EXERCISE AIM> Please gather every line in the following items that contains the word "Below", matching its capitalization exactly, and copy each of those lines in full.

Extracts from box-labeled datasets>
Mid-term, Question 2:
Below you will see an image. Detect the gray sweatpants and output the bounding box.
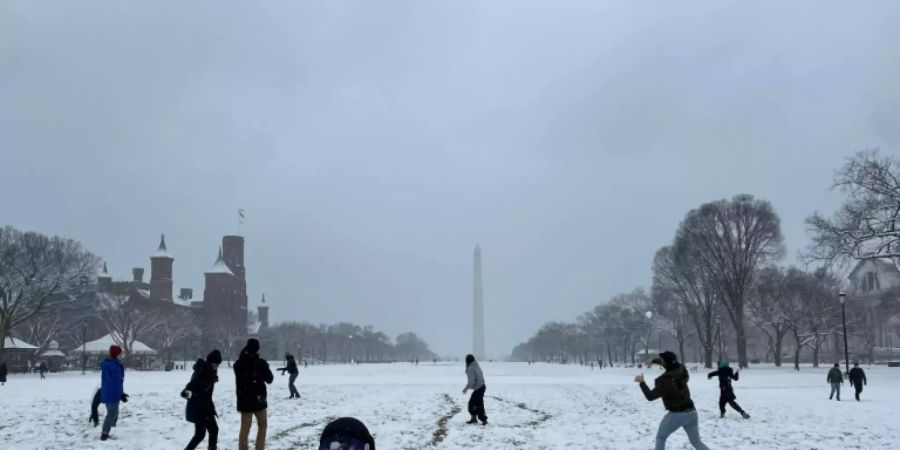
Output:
[656,411,709,450]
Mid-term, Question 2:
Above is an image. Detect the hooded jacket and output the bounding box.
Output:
[100,357,125,403]
[182,359,219,423]
[466,361,484,391]
[234,348,275,413]
[641,362,694,412]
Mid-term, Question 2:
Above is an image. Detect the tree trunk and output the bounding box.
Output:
[734,305,747,369]
[772,330,784,367]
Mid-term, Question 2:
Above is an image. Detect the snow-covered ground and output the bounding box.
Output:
[0,363,900,450]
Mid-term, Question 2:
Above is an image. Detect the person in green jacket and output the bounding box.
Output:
[827,363,844,401]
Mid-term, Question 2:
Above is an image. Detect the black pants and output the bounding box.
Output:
[288,373,300,398]
[719,389,744,415]
[184,417,219,450]
[469,386,487,422]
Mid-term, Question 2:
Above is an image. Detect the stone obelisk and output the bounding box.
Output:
[472,245,484,359]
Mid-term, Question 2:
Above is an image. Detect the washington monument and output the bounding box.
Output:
[472,245,484,359]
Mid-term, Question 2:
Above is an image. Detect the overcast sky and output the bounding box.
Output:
[0,0,900,356]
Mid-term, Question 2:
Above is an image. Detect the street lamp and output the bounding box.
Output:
[838,291,850,373]
[81,320,87,375]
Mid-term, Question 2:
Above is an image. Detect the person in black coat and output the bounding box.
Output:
[706,360,750,419]
[181,350,222,450]
[278,353,300,398]
[850,361,868,401]
[234,338,275,450]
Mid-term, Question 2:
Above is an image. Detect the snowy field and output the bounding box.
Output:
[0,363,900,450]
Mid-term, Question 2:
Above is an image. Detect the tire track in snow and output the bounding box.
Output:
[488,396,553,428]
[430,394,462,447]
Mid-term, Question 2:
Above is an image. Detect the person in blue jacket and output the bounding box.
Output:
[100,345,128,441]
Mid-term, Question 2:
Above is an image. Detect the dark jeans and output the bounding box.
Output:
[288,373,300,398]
[719,391,744,415]
[184,417,219,450]
[469,386,487,422]
[102,402,119,434]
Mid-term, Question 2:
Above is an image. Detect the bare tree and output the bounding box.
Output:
[804,150,900,270]
[675,194,784,367]
[0,226,99,357]
[747,267,797,367]
[97,292,166,357]
[653,246,719,368]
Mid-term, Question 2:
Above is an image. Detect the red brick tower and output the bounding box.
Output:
[150,234,175,302]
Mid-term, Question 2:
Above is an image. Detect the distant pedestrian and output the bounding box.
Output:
[234,338,275,450]
[463,355,487,425]
[319,417,375,450]
[278,353,300,398]
[181,350,222,450]
[826,363,844,401]
[100,345,128,441]
[634,351,709,450]
[706,359,750,419]
[848,361,868,401]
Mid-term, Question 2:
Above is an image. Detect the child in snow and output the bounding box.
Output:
[234,338,275,450]
[181,350,222,450]
[278,353,300,398]
[825,363,844,401]
[463,355,487,425]
[706,359,750,419]
[319,417,375,450]
[634,351,709,450]
[848,361,868,401]
[100,345,128,441]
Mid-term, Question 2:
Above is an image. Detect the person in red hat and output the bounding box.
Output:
[100,345,128,441]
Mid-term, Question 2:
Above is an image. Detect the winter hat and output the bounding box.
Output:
[206,350,222,364]
[319,417,375,450]
[659,351,678,369]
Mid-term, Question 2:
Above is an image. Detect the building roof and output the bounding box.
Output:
[151,234,175,259]
[4,336,37,350]
[72,334,156,355]
[206,247,234,275]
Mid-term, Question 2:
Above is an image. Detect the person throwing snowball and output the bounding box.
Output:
[634,351,709,450]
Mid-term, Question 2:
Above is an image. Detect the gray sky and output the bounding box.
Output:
[0,0,900,356]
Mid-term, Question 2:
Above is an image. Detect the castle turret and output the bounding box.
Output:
[150,234,175,301]
[256,294,269,330]
[97,261,112,292]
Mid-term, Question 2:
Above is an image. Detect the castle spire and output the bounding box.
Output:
[151,234,175,259]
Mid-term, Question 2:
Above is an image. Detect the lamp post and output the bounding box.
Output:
[81,320,87,375]
[838,291,850,373]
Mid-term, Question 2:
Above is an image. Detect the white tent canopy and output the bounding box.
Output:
[72,334,156,355]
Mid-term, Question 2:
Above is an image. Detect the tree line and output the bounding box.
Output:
[512,151,900,369]
[0,226,436,368]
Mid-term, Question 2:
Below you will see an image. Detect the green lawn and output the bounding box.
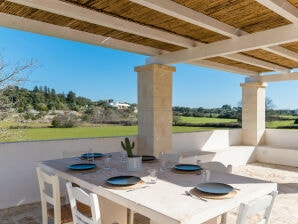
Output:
[266,120,296,128]
[179,116,237,124]
[2,125,218,141]
[0,117,294,142]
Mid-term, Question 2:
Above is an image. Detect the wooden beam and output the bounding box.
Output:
[256,0,298,23]
[0,13,258,76]
[130,0,243,37]
[191,60,259,77]
[8,0,197,48]
[246,72,298,82]
[147,24,298,64]
[9,0,296,71]
[0,13,161,56]
[130,0,298,63]
[225,54,290,72]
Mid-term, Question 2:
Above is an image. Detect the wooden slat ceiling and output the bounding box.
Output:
[0,0,298,79]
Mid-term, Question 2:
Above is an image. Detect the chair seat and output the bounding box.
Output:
[48,202,92,223]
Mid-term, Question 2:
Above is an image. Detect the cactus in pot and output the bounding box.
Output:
[121,137,135,157]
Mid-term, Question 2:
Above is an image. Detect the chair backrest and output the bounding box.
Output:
[36,167,61,224]
[199,161,232,173]
[62,150,87,158]
[66,182,101,224]
[236,191,277,224]
[179,156,199,165]
[163,153,180,163]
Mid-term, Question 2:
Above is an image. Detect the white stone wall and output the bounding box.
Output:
[256,129,298,167]
[0,136,136,209]
[0,129,298,209]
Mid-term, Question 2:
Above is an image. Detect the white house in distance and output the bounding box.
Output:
[109,102,130,110]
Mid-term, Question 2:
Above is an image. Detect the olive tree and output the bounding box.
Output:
[0,57,36,141]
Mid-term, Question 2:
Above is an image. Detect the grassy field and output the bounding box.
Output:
[266,120,298,128]
[2,125,217,141]
[0,117,298,142]
[179,116,237,124]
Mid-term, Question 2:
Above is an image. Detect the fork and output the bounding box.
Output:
[185,191,207,202]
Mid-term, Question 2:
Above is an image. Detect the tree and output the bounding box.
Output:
[0,54,36,141]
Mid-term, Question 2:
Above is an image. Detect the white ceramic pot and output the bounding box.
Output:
[127,156,142,171]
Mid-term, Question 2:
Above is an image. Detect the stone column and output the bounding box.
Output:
[135,64,176,156]
[241,82,267,145]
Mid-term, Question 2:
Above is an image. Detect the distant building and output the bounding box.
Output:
[110,102,130,110]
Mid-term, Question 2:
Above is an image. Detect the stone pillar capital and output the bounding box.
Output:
[240,82,267,88]
[135,64,176,72]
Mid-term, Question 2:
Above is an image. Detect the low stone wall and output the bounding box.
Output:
[256,129,298,167]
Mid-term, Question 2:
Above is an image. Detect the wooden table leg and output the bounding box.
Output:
[98,196,127,224]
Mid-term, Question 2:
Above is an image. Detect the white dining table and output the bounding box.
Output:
[39,152,277,224]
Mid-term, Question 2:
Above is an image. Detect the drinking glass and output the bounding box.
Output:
[202,170,211,183]
[159,152,167,172]
[148,169,157,184]
[87,149,94,163]
[103,156,111,170]
[120,152,127,168]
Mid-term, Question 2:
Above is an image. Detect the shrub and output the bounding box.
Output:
[52,115,78,128]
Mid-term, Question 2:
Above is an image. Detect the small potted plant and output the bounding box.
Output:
[121,137,142,171]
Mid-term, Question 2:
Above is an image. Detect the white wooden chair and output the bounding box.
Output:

FINISHED EXERCISE>
Below you will see an image. Detect the gray sweatpants and output the bounding box.
Below you will see an image. Detect the green lawn and output the bounding box.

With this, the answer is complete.